■ Set tasks
[A] In the Holt excerpt, quote everything from "from Instead of" down to "deliberately by teachers.".
[B] For each statement, say yes or no according to the Holt excerpt and give the words that settle it. (i) Most teachers, given the power to change the official curriculum, would change it a great deal. (ii) The excerpt sorts what schools teach into four groups. (iii) Schools and teachers generally use materials and texts that support most of their own beliefs.

■ Text segment
○ ○ ○ ○ ○ ○ ○

“What All S-chools Must Teach”

from Instead of Education, by John Holt

 

S-chools teach many things, including:

1)      The official written curriculum, i.e. English, Mathematics, Social Studies, Science, etc.

2)      Ideas and attitudes not in the curriculum, but expressed or implied in the school’s materials and textbooks.

3)      Ideas and attitudes not in the curriculum, but taught con­sciously and deliberately by teachers.

4)      Ideas and attitudes taught unconsciously by teachers, be­cause they believe them so strongly that they cannot help con­veying them.

 

Some ideas may well appear in more than one of these four groups. Thus, many of the ideas in #2 will also be in #3 and #4; schools and teachers generally use materials and texts that support most of their own beliefs. Also, teachers generally sup­port the official curriculum; given the power to change it, most of them would leave it much as it is.

○ ○ ○ ○ ○ ○ ○

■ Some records

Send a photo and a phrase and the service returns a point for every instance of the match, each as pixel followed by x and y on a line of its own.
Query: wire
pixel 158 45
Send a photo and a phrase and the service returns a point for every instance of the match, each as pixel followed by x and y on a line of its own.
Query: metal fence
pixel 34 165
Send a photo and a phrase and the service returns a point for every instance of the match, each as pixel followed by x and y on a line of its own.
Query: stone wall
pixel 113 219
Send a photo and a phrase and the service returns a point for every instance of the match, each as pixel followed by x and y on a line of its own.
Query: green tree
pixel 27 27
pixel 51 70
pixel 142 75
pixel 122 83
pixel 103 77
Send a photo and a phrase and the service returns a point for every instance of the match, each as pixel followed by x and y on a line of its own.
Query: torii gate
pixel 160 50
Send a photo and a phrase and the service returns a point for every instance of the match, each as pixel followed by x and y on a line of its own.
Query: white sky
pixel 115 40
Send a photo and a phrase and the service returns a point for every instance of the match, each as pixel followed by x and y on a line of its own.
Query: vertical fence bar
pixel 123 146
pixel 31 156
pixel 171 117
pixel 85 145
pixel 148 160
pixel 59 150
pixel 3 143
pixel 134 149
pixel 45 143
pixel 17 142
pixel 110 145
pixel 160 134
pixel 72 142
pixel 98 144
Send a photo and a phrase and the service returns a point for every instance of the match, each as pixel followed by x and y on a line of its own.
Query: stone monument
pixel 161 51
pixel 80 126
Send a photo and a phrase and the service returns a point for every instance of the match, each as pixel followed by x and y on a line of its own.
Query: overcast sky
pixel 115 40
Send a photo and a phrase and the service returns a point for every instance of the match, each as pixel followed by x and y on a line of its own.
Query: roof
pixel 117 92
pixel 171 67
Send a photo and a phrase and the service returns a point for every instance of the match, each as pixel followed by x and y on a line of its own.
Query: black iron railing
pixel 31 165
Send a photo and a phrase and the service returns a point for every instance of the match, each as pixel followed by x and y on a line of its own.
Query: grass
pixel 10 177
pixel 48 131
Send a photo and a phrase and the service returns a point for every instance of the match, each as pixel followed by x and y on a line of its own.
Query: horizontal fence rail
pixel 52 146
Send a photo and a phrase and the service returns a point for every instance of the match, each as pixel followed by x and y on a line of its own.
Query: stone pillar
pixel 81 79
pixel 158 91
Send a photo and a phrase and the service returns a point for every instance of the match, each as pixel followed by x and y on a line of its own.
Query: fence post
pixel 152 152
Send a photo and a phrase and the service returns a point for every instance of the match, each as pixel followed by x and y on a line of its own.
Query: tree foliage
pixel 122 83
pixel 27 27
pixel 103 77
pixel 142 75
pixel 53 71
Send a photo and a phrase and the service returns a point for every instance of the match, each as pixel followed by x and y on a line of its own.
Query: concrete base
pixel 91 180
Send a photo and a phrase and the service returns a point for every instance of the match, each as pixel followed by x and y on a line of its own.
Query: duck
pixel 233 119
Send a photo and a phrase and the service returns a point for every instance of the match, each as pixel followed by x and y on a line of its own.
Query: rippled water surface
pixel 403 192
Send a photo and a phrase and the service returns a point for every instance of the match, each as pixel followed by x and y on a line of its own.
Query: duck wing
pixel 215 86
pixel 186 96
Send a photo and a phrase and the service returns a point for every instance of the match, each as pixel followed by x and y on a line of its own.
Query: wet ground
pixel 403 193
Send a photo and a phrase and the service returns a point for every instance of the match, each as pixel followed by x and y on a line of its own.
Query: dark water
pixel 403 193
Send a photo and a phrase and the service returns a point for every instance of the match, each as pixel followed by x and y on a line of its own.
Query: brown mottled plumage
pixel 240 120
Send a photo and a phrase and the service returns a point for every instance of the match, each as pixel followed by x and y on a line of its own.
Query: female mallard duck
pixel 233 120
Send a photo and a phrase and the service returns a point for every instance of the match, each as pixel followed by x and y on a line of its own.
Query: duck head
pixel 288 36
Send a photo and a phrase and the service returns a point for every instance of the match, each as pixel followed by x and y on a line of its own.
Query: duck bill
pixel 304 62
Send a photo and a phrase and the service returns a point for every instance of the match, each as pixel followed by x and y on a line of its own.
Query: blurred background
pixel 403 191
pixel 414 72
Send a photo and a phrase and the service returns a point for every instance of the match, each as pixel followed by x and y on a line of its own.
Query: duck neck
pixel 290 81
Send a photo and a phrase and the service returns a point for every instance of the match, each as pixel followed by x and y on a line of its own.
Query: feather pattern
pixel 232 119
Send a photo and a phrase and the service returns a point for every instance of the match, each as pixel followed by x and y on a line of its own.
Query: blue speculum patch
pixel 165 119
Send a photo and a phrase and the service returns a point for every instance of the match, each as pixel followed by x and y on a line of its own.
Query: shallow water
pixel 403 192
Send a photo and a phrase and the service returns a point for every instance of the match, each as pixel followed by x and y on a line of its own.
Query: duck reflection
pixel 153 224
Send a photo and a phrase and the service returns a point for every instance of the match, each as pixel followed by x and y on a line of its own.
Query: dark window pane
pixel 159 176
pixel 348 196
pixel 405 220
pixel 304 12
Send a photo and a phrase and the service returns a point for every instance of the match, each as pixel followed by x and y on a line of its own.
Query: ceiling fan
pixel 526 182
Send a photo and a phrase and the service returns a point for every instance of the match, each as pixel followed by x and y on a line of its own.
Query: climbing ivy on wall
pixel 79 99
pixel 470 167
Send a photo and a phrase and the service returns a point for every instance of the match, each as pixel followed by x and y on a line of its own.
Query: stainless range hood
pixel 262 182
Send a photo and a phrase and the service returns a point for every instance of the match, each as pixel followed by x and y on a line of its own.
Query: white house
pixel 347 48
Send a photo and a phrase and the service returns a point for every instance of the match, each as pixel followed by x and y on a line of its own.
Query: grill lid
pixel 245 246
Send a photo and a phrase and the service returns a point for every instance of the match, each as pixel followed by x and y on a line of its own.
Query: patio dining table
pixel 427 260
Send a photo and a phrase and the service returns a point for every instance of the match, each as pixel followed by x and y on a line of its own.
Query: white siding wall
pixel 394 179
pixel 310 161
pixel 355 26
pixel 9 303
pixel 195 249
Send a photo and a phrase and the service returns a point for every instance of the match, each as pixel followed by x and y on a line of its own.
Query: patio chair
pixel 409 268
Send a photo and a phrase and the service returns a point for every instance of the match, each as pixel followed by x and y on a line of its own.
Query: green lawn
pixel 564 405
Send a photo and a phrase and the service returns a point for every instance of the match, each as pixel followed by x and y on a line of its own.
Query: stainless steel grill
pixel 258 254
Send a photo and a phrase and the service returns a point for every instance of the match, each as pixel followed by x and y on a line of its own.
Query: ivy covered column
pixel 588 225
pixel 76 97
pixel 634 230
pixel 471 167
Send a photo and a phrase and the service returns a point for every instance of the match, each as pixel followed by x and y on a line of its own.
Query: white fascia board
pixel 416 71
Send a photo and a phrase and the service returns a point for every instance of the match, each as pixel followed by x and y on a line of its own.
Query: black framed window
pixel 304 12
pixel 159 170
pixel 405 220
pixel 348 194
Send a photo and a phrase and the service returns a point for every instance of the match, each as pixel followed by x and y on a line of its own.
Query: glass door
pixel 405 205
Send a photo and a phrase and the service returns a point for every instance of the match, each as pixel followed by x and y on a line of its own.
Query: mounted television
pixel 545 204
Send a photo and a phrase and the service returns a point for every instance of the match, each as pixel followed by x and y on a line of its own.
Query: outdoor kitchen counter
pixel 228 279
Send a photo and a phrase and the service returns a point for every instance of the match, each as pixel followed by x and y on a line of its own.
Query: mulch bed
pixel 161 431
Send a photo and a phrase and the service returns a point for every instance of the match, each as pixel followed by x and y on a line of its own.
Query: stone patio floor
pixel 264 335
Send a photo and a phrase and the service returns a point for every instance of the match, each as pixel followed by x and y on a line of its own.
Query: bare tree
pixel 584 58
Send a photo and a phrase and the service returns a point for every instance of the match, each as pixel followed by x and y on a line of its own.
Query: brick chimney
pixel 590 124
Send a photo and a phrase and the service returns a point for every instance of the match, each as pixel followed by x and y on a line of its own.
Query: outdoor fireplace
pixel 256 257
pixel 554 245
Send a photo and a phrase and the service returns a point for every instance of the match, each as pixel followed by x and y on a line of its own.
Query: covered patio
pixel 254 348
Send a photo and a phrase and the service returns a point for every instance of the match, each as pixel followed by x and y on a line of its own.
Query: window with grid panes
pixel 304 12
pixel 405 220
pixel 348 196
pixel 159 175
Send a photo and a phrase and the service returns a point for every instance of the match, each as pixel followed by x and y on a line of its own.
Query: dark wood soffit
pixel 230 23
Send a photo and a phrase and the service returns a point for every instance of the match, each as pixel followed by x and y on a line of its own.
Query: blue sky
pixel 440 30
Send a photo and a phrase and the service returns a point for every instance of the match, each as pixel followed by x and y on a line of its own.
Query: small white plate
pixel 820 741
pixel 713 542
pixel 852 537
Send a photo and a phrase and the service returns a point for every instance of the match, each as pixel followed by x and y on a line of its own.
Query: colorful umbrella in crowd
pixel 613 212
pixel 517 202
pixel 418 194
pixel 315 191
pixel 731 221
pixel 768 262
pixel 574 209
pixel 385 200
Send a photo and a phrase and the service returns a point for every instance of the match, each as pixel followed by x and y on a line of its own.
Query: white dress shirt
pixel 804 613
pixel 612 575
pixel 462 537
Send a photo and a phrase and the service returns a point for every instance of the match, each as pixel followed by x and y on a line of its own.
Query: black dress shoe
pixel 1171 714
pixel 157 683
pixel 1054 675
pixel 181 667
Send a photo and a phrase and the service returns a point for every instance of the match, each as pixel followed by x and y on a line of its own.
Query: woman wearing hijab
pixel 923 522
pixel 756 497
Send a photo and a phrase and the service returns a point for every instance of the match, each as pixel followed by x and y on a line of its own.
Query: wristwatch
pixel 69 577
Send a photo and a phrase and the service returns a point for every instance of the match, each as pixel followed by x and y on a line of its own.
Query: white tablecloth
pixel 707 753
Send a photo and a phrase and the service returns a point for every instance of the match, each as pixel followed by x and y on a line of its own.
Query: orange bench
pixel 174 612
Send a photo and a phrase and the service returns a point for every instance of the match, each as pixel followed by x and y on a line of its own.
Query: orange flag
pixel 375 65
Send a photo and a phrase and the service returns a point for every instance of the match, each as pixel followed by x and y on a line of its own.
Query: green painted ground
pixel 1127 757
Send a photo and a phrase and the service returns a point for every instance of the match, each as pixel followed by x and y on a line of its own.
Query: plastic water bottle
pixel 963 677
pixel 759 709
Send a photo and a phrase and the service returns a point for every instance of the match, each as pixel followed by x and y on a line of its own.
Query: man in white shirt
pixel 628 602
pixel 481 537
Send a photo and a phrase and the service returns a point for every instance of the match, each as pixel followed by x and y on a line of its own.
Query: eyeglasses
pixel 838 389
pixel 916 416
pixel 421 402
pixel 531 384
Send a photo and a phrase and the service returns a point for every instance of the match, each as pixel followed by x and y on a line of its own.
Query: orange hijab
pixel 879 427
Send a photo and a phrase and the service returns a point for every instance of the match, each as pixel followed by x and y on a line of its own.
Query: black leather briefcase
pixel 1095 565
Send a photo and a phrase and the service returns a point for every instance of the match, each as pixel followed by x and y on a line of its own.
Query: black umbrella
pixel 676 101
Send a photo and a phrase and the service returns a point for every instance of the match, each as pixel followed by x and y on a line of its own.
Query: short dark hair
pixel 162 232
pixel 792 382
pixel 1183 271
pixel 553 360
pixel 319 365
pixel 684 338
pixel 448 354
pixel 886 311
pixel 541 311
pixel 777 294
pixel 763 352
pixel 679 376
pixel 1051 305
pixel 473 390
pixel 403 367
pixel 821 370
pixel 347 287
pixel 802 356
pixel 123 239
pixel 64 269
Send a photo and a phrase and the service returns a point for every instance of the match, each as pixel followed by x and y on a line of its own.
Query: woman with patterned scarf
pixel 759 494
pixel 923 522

○ ○ ○ ○ ○ ○ ○

■ Solutions by task
[A]
from Instead of Education, by John Holt

 

S-chools teach many things, including:

1)      The official written curriculum, i.e. English, Mathematics, Social Studies, Science, etc.

2)      Ideas and attitudes not in the curriculum, but expressed or implied in the school’s materials and textbooks.

3)      Ideas and attitudes not in the curriculum, but taught con­sciously and deliberately by teachers.

[B]
(i) No: "given the power to change it, most of them would leave it much as it is."
(ii) Yes: "Some ideas may well appear in more than one of these four groups."
(iii) Yes: "schools and teachers generally use materials and texts that support most of their own beliefs."